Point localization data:

***

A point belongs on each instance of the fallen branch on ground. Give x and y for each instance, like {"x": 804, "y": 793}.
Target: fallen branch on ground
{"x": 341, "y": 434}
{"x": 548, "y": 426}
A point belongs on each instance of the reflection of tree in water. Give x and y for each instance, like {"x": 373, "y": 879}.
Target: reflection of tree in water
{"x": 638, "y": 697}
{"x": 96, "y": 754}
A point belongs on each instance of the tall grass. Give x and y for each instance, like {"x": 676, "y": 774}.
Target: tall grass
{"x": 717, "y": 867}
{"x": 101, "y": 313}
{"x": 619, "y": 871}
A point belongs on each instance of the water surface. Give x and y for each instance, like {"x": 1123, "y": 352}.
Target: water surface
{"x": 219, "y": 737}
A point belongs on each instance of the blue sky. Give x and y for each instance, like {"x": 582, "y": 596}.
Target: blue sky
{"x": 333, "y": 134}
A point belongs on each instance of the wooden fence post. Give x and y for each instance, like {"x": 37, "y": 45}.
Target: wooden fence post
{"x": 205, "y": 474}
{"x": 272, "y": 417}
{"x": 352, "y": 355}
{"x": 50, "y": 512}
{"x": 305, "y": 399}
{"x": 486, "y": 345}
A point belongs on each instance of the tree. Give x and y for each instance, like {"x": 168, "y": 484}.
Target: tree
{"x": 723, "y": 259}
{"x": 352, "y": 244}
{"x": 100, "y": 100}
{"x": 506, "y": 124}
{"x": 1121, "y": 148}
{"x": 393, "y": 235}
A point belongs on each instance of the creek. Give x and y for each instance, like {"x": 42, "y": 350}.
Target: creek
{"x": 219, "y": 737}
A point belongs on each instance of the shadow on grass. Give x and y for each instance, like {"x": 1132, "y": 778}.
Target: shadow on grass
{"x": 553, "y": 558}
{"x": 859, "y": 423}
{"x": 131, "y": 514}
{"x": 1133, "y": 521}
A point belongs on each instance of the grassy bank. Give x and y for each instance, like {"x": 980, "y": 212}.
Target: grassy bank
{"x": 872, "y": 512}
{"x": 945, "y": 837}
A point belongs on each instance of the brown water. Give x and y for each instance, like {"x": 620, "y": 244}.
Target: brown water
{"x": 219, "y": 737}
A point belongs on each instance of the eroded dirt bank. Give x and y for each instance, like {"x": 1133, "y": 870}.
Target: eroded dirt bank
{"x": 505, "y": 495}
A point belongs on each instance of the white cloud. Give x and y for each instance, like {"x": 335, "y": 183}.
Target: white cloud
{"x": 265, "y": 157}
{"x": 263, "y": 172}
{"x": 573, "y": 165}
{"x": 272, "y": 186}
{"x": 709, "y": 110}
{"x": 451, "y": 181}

***

- _EXERCISE AIM_: Nothing in the entries above should differ when you return them in full.

- _EXERCISE OUTPUT_:
A point belongs on each instance of the fallen branch on ground. Give x and y for each instance, like {"x": 804, "y": 793}.
Target: fallen branch on ground
{"x": 341, "y": 434}
{"x": 548, "y": 426}
A point belongs on each instance of the reflection of tree in water. Give x and y for each instance, like {"x": 373, "y": 879}.
Target: reflection of tree in water
{"x": 638, "y": 697}
{"x": 96, "y": 754}
A point belongs on each instance of the tall grass. Give x and y for each instance, like {"x": 676, "y": 774}.
Target: tall grass
{"x": 717, "y": 867}
{"x": 101, "y": 313}
{"x": 619, "y": 871}
A point belongs on each instance of the water surface. Give x and y for each instance, like {"x": 1123, "y": 352}.
Target: water surface
{"x": 219, "y": 737}
A point belongs on each instance of the blue sky. Give x and y for each instance, like {"x": 582, "y": 596}.
Target: blue sky
{"x": 333, "y": 134}
A point belongs on each instance of the wooden fence post. Give x and y for each instance, like {"x": 37, "y": 45}.
Target: wooden fence post
{"x": 205, "y": 474}
{"x": 272, "y": 417}
{"x": 352, "y": 355}
{"x": 50, "y": 512}
{"x": 305, "y": 399}
{"x": 486, "y": 345}
A point belongs on each instance of the tree. Give x and y for each instance, like {"x": 168, "y": 484}.
Target: tree
{"x": 723, "y": 259}
{"x": 352, "y": 244}
{"x": 100, "y": 100}
{"x": 506, "y": 124}
{"x": 1121, "y": 148}
{"x": 393, "y": 235}
A point belongs on each instance of the creek. Give x and y for each instance, like {"x": 42, "y": 350}.
Target: creek
{"x": 219, "y": 737}
A point belongs on each instance of the shadow on grass. Give x and y for each instance, like {"x": 1132, "y": 778}.
Target: shadow on grass
{"x": 553, "y": 558}
{"x": 859, "y": 423}
{"x": 131, "y": 514}
{"x": 1133, "y": 521}
A point belongs on each instance of the grassy bank. Give x and y for each instance, like {"x": 980, "y": 212}.
Target: grassy bank
{"x": 872, "y": 512}
{"x": 945, "y": 837}
A point belongs on each instance of the brown water. Give x and y for each instance, like {"x": 620, "y": 244}.
Target: brown water
{"x": 219, "y": 737}
A point belongs on each instance of the eroded dirt bank. Give x and y for each instance, like {"x": 1133, "y": 870}.
Target: eroded dirt bank
{"x": 505, "y": 495}
A point belongs on each instance of the white cloud. Give x and y for each instance, like {"x": 335, "y": 183}.
Target: white cloud
{"x": 265, "y": 157}
{"x": 263, "y": 172}
{"x": 573, "y": 165}
{"x": 272, "y": 186}
{"x": 709, "y": 110}
{"x": 451, "y": 181}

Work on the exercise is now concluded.